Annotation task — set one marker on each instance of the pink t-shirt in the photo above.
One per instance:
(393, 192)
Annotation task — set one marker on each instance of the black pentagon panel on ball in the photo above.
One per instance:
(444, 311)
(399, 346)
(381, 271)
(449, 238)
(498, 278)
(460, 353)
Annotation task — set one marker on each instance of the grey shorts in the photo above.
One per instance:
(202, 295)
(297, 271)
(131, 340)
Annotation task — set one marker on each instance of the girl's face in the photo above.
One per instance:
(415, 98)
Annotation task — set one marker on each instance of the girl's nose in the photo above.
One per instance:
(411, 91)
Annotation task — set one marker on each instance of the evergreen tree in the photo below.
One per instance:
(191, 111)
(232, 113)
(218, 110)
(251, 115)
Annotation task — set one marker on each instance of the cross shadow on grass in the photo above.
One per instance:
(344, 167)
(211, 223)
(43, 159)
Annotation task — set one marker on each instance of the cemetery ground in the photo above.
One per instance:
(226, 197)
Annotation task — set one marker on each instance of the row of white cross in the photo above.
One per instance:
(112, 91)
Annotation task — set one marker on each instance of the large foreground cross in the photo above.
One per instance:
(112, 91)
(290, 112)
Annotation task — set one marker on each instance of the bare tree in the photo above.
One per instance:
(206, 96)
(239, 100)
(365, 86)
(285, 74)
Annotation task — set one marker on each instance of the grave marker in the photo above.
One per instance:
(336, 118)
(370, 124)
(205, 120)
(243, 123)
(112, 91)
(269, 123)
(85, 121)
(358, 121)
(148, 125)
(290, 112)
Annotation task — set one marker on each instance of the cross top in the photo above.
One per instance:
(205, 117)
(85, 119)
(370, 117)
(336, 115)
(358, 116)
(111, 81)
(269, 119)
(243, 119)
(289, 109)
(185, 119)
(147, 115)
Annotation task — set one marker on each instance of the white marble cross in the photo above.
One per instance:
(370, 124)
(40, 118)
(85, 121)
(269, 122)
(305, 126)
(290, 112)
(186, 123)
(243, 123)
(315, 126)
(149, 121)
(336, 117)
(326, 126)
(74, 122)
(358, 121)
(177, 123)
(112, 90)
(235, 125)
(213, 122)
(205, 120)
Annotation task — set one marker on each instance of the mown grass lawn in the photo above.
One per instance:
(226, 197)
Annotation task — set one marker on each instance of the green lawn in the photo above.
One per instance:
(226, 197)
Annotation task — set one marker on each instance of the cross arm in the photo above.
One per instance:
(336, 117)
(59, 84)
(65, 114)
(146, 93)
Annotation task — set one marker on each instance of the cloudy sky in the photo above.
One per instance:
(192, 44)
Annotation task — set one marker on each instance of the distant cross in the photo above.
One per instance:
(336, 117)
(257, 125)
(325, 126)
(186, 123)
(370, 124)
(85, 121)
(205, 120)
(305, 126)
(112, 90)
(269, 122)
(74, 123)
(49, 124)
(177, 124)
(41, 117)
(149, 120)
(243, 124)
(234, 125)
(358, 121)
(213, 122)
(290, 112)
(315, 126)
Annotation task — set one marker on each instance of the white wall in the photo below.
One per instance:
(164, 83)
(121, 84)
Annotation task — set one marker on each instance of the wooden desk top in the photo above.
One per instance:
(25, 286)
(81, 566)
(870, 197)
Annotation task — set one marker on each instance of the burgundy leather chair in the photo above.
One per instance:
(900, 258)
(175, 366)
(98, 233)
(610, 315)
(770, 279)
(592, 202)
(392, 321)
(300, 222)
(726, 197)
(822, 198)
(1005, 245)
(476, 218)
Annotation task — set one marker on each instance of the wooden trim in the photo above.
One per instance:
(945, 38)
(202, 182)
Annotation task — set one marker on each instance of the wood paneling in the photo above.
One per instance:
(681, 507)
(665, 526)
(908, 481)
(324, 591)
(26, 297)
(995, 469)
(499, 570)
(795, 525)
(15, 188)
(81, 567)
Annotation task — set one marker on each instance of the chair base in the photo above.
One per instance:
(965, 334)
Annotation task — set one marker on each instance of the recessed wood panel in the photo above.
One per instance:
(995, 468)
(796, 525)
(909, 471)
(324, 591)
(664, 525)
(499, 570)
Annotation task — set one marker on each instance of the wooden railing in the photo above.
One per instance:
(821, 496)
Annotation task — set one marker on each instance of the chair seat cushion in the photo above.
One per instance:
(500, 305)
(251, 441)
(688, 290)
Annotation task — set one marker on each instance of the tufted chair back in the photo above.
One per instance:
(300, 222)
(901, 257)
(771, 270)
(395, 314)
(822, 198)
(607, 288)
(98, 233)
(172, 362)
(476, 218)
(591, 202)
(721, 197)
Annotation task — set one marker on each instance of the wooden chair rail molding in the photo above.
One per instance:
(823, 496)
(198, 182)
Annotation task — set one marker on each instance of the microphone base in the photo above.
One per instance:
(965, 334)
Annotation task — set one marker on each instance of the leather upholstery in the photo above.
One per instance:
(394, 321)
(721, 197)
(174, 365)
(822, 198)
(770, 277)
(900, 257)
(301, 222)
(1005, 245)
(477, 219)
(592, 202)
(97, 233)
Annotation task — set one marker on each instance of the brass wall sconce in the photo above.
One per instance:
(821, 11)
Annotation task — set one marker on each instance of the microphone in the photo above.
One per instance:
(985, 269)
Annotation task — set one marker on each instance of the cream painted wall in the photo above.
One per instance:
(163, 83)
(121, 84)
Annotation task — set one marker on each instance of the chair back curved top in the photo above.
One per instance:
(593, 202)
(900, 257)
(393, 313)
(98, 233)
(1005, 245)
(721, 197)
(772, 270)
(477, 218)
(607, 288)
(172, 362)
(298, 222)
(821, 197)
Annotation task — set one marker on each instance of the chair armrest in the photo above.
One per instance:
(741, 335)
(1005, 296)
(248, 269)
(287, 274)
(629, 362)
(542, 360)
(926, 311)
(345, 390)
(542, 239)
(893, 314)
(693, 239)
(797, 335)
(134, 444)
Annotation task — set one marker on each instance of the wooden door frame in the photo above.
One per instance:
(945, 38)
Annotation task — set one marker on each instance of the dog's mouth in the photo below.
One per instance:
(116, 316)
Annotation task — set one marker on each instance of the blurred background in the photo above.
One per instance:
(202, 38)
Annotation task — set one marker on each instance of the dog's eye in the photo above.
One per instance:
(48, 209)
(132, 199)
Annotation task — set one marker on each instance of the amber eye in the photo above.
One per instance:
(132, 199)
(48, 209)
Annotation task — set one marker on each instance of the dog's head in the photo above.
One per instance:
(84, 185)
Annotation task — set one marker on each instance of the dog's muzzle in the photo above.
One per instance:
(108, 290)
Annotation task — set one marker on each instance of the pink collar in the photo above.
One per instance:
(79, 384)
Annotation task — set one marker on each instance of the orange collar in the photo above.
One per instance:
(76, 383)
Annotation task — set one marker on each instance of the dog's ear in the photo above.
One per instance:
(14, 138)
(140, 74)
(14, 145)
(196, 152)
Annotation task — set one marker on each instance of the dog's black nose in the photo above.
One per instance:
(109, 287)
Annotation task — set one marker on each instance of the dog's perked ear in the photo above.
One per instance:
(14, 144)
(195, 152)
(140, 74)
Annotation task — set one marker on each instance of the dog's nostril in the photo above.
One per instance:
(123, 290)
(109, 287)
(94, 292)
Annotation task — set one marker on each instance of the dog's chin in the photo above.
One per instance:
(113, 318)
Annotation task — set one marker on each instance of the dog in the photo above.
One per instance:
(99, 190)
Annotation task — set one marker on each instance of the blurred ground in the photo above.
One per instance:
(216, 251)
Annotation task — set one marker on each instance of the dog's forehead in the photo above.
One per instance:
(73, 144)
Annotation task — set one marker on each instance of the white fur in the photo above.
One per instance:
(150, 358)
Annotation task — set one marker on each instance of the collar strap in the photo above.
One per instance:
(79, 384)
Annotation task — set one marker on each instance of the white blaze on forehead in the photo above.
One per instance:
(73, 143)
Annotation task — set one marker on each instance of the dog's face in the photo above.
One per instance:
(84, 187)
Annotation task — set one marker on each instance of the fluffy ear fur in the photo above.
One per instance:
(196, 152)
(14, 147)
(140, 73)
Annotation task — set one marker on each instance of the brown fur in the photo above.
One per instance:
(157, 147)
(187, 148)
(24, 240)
◇ ◇ ◇ ◇ ◇
WORK TASK ▸ Print exactly the lines from the beginning of the entries through the line with "girl's face in the photo above.". Output nothing more.

SOLUTION TO THIS EXERCISE ▸
Annotation task — set one marker on each instance of the pink t-shirt in the photo above.
One per instance:
(393, 192)
Annotation task — set one marker on each instance of the black pentagon panel on ball in the photo above.
One per instance:
(444, 311)
(399, 346)
(381, 271)
(449, 238)
(498, 278)
(460, 353)
Annotation task — set one marker on each instance of the grey shorts in the photo above.
One per instance:
(202, 295)
(297, 271)
(131, 340)
Annotation task — set one marker on each instance of the girl's face in the photo above.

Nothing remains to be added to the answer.